(begin)

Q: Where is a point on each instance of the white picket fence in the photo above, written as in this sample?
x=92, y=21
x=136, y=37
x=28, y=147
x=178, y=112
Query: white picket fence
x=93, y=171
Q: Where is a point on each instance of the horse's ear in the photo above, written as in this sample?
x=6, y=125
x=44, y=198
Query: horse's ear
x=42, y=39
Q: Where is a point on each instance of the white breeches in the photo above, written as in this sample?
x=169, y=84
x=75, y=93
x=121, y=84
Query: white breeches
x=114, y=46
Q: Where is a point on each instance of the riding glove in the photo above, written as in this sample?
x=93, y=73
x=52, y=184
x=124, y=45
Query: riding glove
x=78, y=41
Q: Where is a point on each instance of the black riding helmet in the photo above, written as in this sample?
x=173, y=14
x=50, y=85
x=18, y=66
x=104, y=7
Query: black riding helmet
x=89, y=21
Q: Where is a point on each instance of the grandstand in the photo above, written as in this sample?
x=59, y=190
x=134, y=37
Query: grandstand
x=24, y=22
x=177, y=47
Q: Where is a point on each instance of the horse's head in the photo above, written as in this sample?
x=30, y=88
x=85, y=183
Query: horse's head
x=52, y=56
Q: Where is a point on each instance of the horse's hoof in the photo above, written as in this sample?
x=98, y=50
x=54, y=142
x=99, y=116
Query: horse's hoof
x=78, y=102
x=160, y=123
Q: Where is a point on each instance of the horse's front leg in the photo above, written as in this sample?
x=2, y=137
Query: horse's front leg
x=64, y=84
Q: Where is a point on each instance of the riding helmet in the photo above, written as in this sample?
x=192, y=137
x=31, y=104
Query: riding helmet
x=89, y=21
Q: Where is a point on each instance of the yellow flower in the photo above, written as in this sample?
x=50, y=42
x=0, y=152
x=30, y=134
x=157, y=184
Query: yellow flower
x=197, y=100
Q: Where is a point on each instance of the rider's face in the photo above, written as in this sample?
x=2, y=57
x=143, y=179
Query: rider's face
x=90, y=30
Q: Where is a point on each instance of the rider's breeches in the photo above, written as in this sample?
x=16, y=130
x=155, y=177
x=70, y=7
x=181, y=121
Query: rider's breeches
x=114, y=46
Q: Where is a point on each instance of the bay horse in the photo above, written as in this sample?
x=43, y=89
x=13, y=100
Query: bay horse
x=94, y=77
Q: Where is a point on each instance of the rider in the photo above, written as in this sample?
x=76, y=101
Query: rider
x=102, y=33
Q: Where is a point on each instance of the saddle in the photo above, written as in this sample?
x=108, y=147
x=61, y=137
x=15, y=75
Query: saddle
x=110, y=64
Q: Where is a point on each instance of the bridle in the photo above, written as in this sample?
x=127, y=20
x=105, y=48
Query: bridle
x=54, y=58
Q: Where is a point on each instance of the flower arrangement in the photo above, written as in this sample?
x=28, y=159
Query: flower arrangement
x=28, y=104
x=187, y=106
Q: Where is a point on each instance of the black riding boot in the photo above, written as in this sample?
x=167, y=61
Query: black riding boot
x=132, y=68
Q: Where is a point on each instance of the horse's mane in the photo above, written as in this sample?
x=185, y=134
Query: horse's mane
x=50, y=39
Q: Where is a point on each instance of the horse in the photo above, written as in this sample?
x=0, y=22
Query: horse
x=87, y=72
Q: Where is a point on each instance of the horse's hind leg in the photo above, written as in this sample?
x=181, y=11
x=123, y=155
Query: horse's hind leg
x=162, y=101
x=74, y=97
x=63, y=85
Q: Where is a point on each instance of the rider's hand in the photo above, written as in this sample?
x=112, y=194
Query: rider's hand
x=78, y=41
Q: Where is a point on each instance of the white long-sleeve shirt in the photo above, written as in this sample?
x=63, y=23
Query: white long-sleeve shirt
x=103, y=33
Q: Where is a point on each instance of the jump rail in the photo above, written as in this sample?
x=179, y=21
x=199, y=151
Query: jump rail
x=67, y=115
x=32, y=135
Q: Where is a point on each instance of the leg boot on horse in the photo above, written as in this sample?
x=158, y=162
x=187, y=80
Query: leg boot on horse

(end)
(begin)

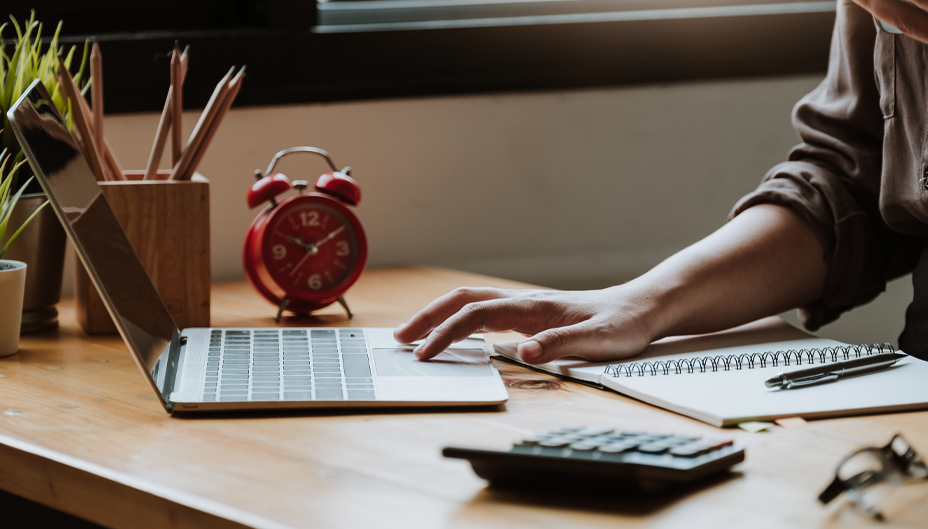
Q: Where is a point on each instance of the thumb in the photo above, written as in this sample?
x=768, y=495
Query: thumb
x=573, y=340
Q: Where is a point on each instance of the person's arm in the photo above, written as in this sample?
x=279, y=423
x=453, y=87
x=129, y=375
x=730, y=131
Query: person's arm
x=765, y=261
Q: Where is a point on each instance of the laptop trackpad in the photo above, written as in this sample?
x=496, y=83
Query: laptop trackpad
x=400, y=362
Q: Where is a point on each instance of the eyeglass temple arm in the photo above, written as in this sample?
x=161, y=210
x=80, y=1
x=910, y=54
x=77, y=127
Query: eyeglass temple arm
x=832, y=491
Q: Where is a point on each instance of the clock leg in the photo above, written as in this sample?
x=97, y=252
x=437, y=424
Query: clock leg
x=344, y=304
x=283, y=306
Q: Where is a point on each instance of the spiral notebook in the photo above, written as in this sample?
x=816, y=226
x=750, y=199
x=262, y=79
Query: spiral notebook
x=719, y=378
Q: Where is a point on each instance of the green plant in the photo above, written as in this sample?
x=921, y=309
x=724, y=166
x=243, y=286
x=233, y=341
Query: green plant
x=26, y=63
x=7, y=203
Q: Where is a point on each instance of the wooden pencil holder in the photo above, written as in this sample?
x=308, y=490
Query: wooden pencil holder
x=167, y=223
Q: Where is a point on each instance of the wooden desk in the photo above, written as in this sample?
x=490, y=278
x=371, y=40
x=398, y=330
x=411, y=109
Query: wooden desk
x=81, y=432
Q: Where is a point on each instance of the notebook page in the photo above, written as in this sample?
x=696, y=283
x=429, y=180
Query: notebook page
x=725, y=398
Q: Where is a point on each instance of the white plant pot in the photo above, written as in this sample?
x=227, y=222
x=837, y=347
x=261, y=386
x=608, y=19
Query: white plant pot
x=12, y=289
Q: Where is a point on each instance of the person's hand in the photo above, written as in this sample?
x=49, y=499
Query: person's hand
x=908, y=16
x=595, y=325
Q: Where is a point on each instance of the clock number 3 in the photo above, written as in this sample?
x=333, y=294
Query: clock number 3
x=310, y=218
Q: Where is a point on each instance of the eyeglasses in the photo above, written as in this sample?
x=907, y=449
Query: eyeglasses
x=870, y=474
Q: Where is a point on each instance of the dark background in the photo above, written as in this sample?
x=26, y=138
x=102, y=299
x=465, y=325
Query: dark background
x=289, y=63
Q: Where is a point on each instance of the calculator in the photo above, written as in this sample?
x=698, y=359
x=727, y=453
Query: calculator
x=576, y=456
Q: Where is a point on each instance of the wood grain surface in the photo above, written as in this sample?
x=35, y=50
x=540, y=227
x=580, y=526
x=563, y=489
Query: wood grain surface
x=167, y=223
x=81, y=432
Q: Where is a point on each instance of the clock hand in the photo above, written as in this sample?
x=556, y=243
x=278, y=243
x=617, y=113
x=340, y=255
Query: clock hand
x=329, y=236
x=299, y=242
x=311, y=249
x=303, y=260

(end)

Echo the material above line for line, beginning with the line that contains "the rider's hand" and continuing through the line that contains "x=32, y=135", with both of those lines included.

Q: Where is a point on each instance of the rider's hand in the photo above, written as in this sample?
x=112, y=194
Query: rider's hand
x=78, y=41
Q: Where is a point on each instance of the white long-sleeve shirt in the photo above, written as in this sample?
x=63, y=23
Query: white long-sleeve shirt
x=103, y=33
Q: Where is a point on each instance of the jump rail in the photo above, written as in this sample?
x=179, y=21
x=199, y=151
Query: jump rail
x=67, y=115
x=32, y=135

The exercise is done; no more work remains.